◆ Extrait du texte ◆
Cette information se présente sous différentes formes, et la rechercher et l’examiner afin d’identifier les preuves pertinentes dans le cadre d’une enquête constitue un défi considérable pour les entreprises. Les preuves contenues dans les enregistrements vocaux (les « preuves audio »), en particulier, peuvent s’avérer déterminantes dans un procès. En effet, si les entreprises ne traitent pas ces preuves de manière effective et efficace, elles s’exposent à la critique du juge, à une mauvaise publicité et à de très lourdes amendes de la part des autorités de contrôle. Ces dernières reconnaissent l’importance de la divulgation de données, telles que les enregistrements audio dans le cadre des procès intentés aux entreprises. L’Agence française de sécurité sanitaire des produits de santé souligne ainsi l’importance de communiquer ces données dans un délai raisonnable et de les mettre à la disposition de l’autorité compétente à la demande de celle-ci.
Epiq Systems a commandité une enquête* auprès de dirigeants de sociétés de premier plan dans quatre pays européens (le Royaume-Uni, l’Allemagne, la Suisse et les Pays-Bas) afin d’identifier les grandes tendances existantes, au sein du monde de l’entreprise, dans le domaine de la preuve électronique (eDisclosure) et de l’examen des documents. Les résultats de cette enquête montrent que les défis relativement récents suscités par l’admissibilité des enregistrements vocaux n’ont pas encore été abordés de manière intégrale par la majorité des entreprises leaders, y compris par celles du secteur pharmaceutique. La gestion des données audio constitue ainsi un « défi majeur » pour plus du tiers (38 %) des grandes sociétés européennes interrogées, plus des deux tiers des sondés (69%) reconnaissant également la nécessité d’améliorer les processus ayant trait à l’admissibilité des documents audio.

◆ Liste des données ◆
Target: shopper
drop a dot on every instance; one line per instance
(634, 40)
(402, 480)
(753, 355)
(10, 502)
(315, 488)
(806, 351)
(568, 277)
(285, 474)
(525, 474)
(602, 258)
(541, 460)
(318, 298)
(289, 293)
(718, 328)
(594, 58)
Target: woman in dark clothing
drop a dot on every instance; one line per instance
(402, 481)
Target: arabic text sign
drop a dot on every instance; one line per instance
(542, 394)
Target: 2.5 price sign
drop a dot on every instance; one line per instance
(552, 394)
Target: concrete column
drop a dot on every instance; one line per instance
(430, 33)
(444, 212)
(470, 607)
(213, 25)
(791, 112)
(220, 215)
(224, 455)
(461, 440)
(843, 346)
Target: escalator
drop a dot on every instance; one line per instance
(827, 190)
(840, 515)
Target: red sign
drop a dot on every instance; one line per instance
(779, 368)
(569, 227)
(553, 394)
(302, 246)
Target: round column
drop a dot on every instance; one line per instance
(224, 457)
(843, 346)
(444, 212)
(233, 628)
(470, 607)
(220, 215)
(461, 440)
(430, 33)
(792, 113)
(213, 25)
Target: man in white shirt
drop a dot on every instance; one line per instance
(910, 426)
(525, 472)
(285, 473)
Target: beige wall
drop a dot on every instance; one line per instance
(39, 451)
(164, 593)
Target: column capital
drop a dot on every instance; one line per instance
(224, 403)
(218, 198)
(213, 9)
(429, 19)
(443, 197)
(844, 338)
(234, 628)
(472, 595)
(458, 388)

◆ Liste des tâches ◆
A: Répondez à ces questions sur le texte sur les preuves audio :
(i) Quel organisme souligne l'importance de communiquer ces données dans un délai raisonnable ?
(ii) Dans quels pays se trouvaient les dirigeants interrogés lors de l'enquête commanditée par Epiq Systems ?
(iii) Quelle part des grandes sociétés européennes interrogées considère la gestion des données audio comme un « défi majeur » ?
B: Rédigez la suite du texte sur les preuves audio, en partant de sa dernière phrase.
Les lignes n'ont aucun rapport avec le texte sur les preuves audio.

◆ Liste des réponses ◆
A:
(i) L'Agence française de sécurité sanitaire des produits de santé.
(ii) Le Royaume-Uni, l'Allemagne, la Suisse et les Pays-Bas.
(iii) Plus du tiers, soit 38 %.

B:
La variété des supports sur lesquels les conversations peuvent être enregistrées complexifie l’extraction des preuves audio et la méthode traditionnelle d’examen – où une personne écoute de nombreuses heures de conversation – n’est pas extensible. Les entreprises du secteur pharmaceutique doivent veiller à se tenir au courant des dernières technologies et techniques existantes pour traiter les preuves audio. Un traitement efficient des documents audio, de sorte que les coûts restent proportionnés au coût global de la procédure juridique, n’est pas chose facile. Néanmoins, il devient difficile pour les entreprises d’alléguer que les preuves audio sont trop complexes à traiter. Comme toujours, si les technologies fournissent une solution, un plan soigneusement conçu et une réflexion sur les différentes options disponibles seront d’un grand secours à ceux qui doivent chercher, examiner et divulguer les documents audio.
*Enquête réalisée par téléphone en novembre 2013. 100 personnes appartenant à de grandes entreprises (définies comme réalisant un CA annuel supérieur à 500 millions de dollars) ont été interrogées au Royaume-Uni, en Allemagne, aux Pays-Bas et en Suisse. De grandes entreprises européennes des secteurs suivants : industrie et BTP ; commerce de détail ; services financiers ; entreprises de distribution d’énergie ou d’autres services essentiels ; produits pharmaceutiques ; services professionnels et informatique/télécommunications, ont participé. Les personnes interrogées étaient le directeur financier, le responsable de la conformité ou le directeur du département juridique.